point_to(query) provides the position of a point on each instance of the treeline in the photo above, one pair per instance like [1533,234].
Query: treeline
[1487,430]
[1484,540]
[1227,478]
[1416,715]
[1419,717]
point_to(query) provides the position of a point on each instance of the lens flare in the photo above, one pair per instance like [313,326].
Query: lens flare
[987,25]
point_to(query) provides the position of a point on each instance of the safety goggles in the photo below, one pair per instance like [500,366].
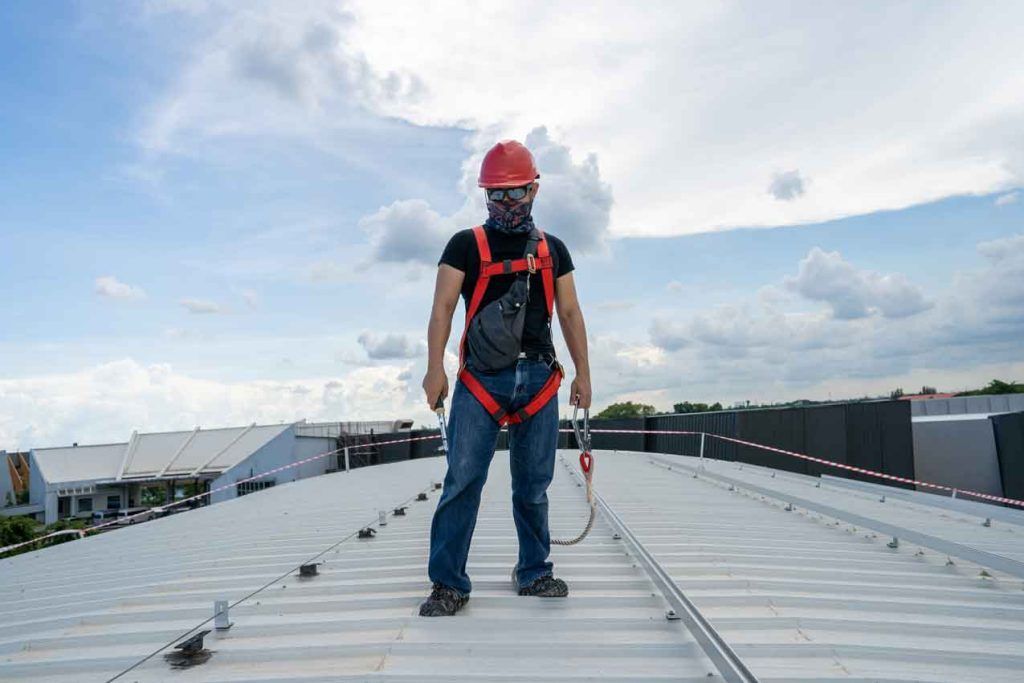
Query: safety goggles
[514,194]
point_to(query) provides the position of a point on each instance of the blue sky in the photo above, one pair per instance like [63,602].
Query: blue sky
[213,215]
^^^^^^^^^^^^^^^^
◆ Assigned task: Say the number of lines in the entries that have the string "above", and only that.

◆ Result for this task: 3